*** EXTRACTED TEXT ***

Dana Heck, Red Door Consigments – Movers & Shapers

IMG_0314As an Army brat, Dana Rock Heck knows how to “adapt and overcome.”

LAKESIDE – Dana Rodd Heck is the main “smile” behind the actual red door at Red Door Consignment Store in Lakeside, a business that was truly serendipitously inspired.

Heck literally blazed many trails before winding up in Lakeside.

The daughter of an Army intelligence office and an Army nurse, Heck was born in Nuremberg, Germany. Her parents had met overseas during World War II and married in Australia.

Heck was not able to call any place home until she was 10 years old when the family settled in Cortez, Colorado.

With her father still in the service, and her brothers who were older, gone, one in Viet Nam where her father was, life for Dana from age 10 on was like being an only child.

“I had a wonderful childhood,” said Heck. “I had my mother all to myself. She was the most Godly woman I have ever known. She had worked in a MASH Unit, like on TV, and saw horrible things, bayonet wounds and more.”

At 16, Heck worked after school at Sonic as a car hop. That is also an important age to remember for her because that is how old she was when she met the love of her life, Rick Heck. Rick was 9 months younger than her, but it was love at first sight, and they met at church.

That may be one of the earliest recollections of a “cougar,” before it was called that.

“He could not even drive,” said Heck.

Obviously, that did not matter to her. They have been together 41 years and married 36 of those.

Dana went to school at Fort Lewis College in Durango, majoring in business, and Rick got a Masters Degree, according to Dana, in the school of hard knocks, growing up in the family garage building hot rods.

Dana never really aspired to be anything but a wife and mother, and she did that. She and Rick have three grown birth children, two living in the White Mountains, one in Cortez, and a foster daughter who lives in Cottonwood. They have six grandchildren and are soon to be great grandparents.

Heck said they never really had a plan.

“We just throw things at the wall and whatever sticks,” said Heck.

Dana was sick of cold weather and in 1986, they moved to Page, Arizona, by Lake Powell. She says it is about 10 degrees warmer than here. Prior to that move, she and Rick drove all over Arizona looking for their new home, but had not found it. A family reunion had been planned for Page just a few weeks later in September, and it was obviously “what stuck” because they picked up and moved there in December. Rick opened an off road shop and also worked part time at the power plant. Dana got her radiology license and went to work for a dentist.

Wanderlust settled in and wanting to be near family, they decided to move to Cottonwood. They nested there for a while and then Rick, who was wholesaling cars, was invited to be a GM at dealership in Show Low in 2001. Kicking and screaming, but on the road again, the Hecks wound up in Show Low.

Needing a place to work on cars, Rick bought property on Porter Mountain Road in Lakeside and built a facility. When the property next to it became available, he bought it and started building what was supposed to be a machine shop, but before it was finished the people had backed out.

*** INFORMATION SHOWN ***

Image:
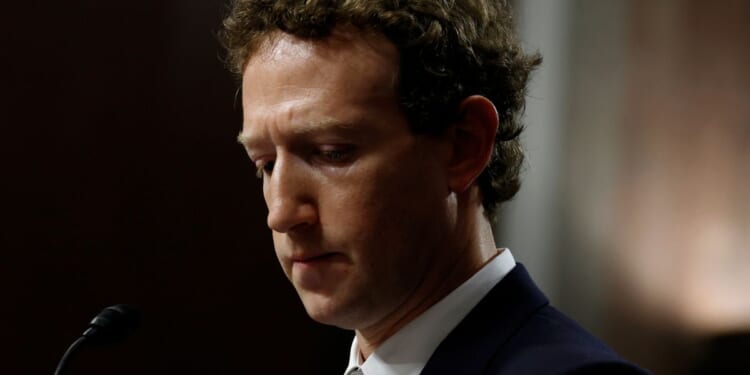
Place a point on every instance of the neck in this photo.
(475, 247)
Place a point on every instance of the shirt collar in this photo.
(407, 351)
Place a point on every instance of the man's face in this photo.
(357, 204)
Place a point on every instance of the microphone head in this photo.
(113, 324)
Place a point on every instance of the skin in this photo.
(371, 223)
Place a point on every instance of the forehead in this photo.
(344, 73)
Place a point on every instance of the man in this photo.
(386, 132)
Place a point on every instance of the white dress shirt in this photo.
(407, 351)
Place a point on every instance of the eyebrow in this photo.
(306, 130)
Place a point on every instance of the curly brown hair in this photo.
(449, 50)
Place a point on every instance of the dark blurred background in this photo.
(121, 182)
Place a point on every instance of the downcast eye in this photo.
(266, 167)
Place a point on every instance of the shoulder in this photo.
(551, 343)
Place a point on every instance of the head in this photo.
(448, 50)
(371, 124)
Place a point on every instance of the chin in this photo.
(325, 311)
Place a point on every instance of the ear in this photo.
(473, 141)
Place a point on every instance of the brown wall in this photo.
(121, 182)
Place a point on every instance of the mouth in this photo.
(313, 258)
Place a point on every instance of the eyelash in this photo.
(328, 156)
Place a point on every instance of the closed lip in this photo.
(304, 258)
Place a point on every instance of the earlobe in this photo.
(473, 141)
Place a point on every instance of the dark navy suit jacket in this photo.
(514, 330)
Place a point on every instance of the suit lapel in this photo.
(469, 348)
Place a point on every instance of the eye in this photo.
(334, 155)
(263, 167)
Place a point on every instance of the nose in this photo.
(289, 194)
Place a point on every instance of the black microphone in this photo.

***
*** INFORMATION SHOWN ***

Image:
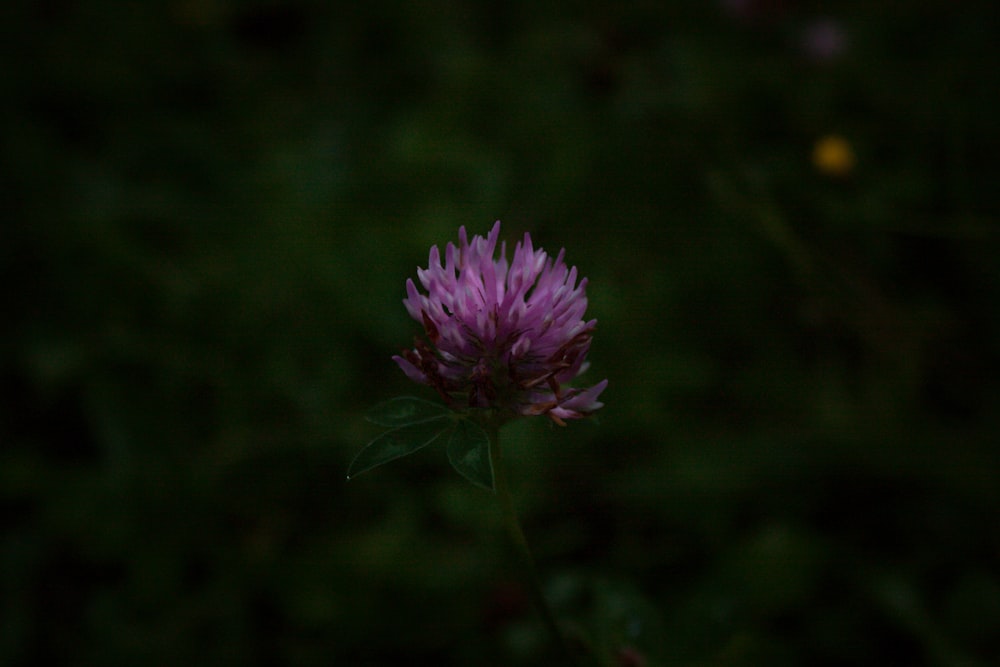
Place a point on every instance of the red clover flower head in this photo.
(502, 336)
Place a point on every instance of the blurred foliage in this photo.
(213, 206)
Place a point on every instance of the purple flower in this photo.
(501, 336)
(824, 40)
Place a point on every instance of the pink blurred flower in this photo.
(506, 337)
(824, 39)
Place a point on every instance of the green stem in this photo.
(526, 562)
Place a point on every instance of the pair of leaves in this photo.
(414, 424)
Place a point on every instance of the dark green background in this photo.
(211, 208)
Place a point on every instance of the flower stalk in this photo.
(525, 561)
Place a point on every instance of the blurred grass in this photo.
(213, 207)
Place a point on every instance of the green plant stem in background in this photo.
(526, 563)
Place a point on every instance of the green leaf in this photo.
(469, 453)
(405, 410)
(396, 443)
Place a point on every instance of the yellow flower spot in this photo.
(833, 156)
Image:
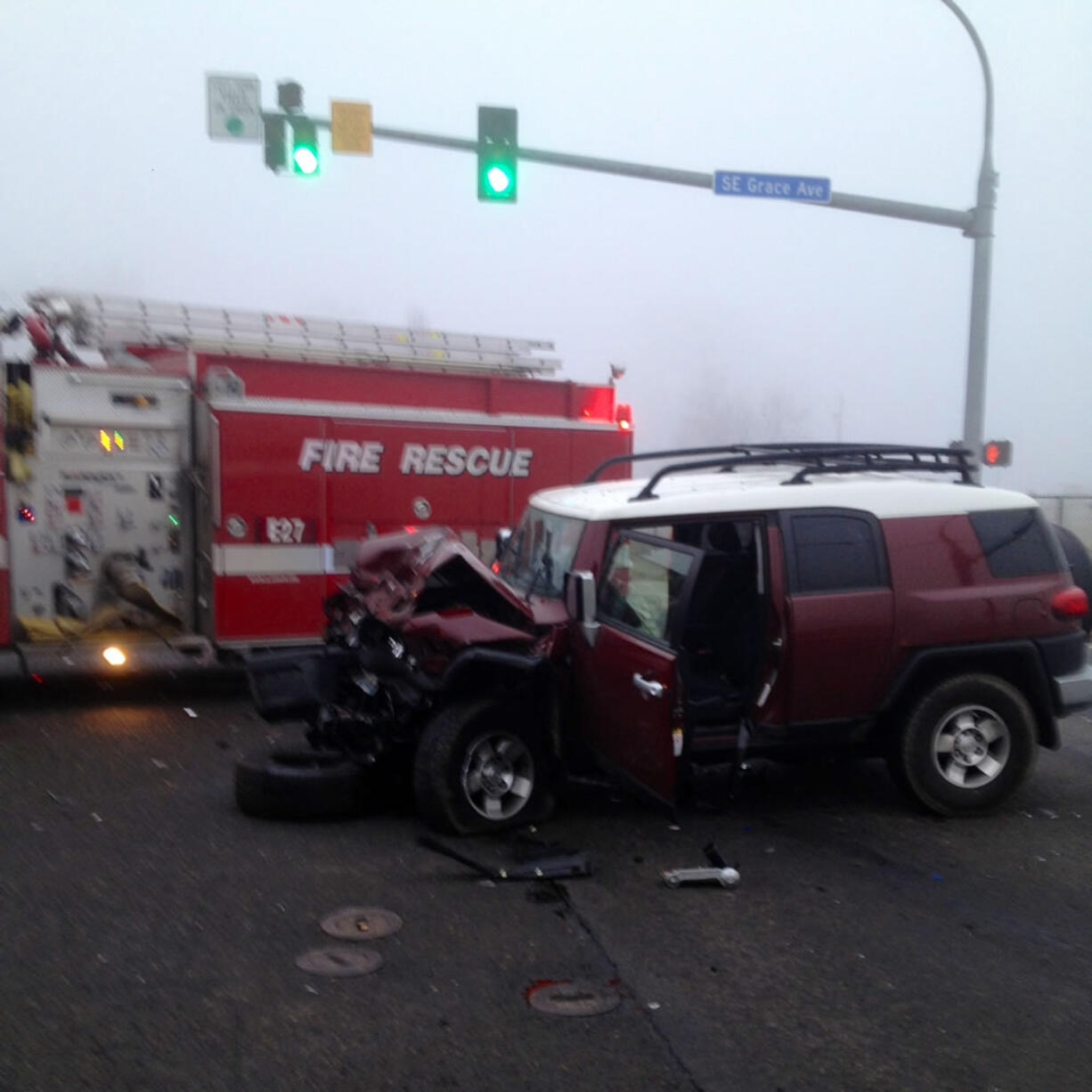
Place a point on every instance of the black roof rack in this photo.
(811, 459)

***

> WHAT THE TASK REQUIRES:
In the profile of Dana Heck above, in what city and country was she born?

> WRITTEN ANSWER:
Nuremberg, Germany.